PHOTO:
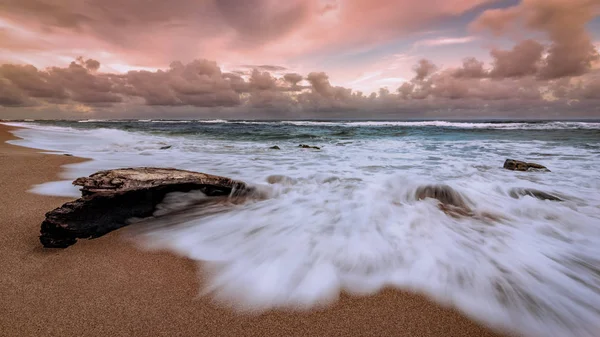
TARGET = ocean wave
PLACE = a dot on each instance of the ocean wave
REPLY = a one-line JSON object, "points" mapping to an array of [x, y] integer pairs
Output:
{"points": [[497, 258], [361, 217]]}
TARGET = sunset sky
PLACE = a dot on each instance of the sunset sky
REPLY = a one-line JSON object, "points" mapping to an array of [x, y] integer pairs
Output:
{"points": [[257, 58]]}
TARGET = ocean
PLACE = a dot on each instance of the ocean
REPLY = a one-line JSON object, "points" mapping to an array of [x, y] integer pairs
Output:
{"points": [[346, 217]]}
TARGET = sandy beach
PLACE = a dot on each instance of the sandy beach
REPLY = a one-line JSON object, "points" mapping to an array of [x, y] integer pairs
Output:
{"points": [[108, 287]]}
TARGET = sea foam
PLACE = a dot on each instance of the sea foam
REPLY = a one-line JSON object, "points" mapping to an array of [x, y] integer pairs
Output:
{"points": [[347, 219]]}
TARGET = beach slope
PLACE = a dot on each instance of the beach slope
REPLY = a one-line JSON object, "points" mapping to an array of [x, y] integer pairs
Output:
{"points": [[107, 287]]}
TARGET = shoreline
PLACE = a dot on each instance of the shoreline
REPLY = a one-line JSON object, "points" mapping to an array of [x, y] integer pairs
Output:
{"points": [[107, 286]]}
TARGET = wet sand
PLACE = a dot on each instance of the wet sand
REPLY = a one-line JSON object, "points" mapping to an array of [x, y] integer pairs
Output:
{"points": [[107, 287]]}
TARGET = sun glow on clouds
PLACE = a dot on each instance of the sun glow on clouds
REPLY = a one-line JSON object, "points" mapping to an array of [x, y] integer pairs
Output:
{"points": [[319, 52]]}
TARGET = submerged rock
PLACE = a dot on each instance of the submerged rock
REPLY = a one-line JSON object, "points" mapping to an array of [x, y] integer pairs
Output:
{"points": [[521, 192], [451, 202], [304, 146], [517, 165], [110, 198]]}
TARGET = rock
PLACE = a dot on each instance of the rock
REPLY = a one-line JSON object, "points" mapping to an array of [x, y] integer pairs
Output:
{"points": [[304, 146], [110, 198], [451, 202], [517, 165], [521, 192]]}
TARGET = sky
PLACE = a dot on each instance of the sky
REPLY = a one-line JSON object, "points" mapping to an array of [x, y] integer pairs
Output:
{"points": [[299, 59]]}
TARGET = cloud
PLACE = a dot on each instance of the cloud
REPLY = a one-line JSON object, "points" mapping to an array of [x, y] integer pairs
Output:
{"points": [[442, 41], [202, 84], [571, 51], [524, 59], [423, 69], [263, 30], [265, 67]]}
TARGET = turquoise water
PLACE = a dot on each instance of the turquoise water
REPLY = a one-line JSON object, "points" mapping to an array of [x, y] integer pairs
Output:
{"points": [[347, 218]]}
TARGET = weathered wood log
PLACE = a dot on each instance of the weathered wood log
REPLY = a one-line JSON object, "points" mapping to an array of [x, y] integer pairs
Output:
{"points": [[517, 165], [110, 198]]}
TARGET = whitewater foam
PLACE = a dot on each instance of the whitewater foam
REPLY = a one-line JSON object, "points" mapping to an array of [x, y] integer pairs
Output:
{"points": [[348, 218]]}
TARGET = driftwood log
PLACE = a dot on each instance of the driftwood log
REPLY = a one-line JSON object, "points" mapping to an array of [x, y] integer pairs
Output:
{"points": [[110, 198], [517, 165]]}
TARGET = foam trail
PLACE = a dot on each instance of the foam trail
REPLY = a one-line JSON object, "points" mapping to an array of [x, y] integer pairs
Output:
{"points": [[355, 218]]}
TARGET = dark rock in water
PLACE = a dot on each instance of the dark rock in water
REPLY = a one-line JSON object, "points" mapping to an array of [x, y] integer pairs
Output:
{"points": [[451, 202], [517, 165], [304, 146], [280, 179], [110, 198], [521, 192], [444, 193]]}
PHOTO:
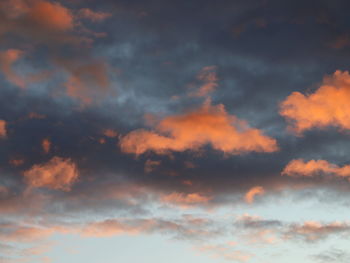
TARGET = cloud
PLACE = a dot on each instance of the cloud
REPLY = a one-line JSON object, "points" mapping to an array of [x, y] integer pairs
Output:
{"points": [[110, 133], [87, 80], [327, 106], [192, 130], [44, 22], [209, 80], [250, 195], [226, 252], [299, 167], [46, 145], [58, 174], [150, 165], [332, 255], [89, 14], [23, 233], [185, 200], [3, 131], [184, 228], [312, 231], [50, 15], [7, 59]]}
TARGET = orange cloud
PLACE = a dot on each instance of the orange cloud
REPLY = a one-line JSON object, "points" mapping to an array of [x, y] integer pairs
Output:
{"points": [[150, 165], [3, 131], [185, 199], [314, 231], [50, 15], [87, 13], [210, 81], [43, 21], [312, 168], [110, 133], [58, 174], [327, 106], [16, 162], [46, 145], [192, 130], [112, 227], [250, 195], [7, 59]]}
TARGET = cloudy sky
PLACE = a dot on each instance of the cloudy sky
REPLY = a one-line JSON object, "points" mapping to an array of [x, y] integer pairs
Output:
{"points": [[174, 131]]}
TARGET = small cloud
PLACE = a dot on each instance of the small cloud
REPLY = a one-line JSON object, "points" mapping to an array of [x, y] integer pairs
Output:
{"points": [[254, 191], [58, 174]]}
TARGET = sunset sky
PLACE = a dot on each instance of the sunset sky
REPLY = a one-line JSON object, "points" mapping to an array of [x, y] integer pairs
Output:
{"points": [[174, 131]]}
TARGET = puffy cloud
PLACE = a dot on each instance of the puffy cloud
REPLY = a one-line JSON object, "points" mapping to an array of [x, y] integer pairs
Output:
{"points": [[110, 133], [150, 165], [22, 233], [185, 200], [3, 131], [226, 252], [58, 173], [312, 168], [250, 195], [327, 106], [94, 16], [50, 15], [46, 145], [192, 130], [43, 21], [185, 228], [7, 59], [209, 80], [313, 231], [86, 80]]}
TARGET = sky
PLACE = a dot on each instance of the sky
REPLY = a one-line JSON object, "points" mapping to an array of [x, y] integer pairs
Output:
{"points": [[174, 131]]}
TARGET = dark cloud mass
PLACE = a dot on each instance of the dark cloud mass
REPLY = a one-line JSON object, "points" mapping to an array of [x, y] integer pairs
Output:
{"points": [[109, 109]]}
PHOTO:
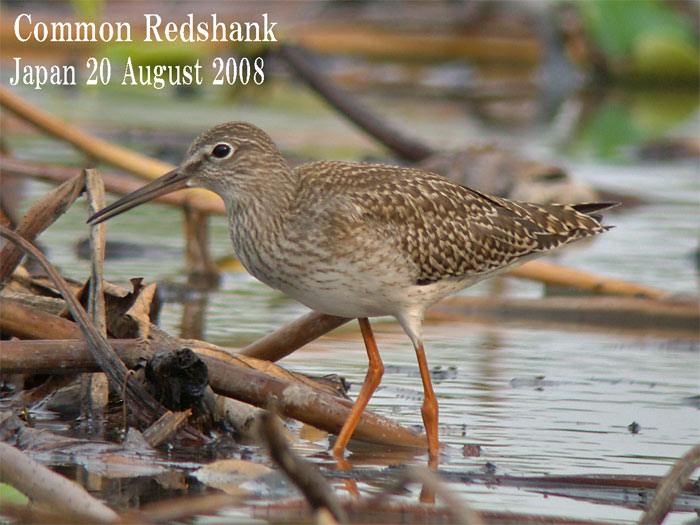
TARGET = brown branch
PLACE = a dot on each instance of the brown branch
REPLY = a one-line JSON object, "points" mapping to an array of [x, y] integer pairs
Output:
{"points": [[349, 107], [670, 487], [95, 148], [285, 340], [304, 475], [45, 486], [107, 359], [295, 398], [40, 216], [119, 184]]}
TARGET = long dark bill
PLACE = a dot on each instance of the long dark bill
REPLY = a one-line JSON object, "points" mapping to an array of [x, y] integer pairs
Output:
{"points": [[171, 181]]}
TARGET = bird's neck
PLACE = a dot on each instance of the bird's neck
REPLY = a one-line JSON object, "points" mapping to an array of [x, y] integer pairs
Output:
{"points": [[266, 204]]}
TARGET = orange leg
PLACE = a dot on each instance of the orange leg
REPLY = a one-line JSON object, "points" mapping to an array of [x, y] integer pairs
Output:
{"points": [[372, 379], [429, 410]]}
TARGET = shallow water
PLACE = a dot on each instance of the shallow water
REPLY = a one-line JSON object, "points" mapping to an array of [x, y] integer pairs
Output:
{"points": [[537, 399]]}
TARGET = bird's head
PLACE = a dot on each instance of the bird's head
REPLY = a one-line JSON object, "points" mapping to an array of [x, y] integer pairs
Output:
{"points": [[234, 160]]}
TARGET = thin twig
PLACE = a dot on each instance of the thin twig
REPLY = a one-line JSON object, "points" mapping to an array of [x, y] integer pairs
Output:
{"points": [[303, 474], [670, 487]]}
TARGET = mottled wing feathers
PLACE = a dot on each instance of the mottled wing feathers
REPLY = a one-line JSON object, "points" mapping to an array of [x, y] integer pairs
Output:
{"points": [[441, 228]]}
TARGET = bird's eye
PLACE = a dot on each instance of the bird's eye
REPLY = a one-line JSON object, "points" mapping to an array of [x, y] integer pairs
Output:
{"points": [[221, 151]]}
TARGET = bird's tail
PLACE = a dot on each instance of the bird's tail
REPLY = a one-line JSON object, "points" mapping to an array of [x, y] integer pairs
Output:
{"points": [[591, 208]]}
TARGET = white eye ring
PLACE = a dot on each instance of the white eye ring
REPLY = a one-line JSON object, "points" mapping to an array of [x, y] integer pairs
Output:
{"points": [[222, 151]]}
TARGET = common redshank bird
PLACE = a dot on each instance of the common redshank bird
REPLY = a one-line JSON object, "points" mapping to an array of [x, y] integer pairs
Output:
{"points": [[362, 240]]}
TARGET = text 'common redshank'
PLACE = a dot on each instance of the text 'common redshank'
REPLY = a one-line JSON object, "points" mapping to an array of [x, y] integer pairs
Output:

** Try it **
Scan the listing above and copy all lines containing the word "glow".

** Solution to the problem **
TARGET = sun glow on clouds
PLACE = a dot on each instance of the sun glow on clouds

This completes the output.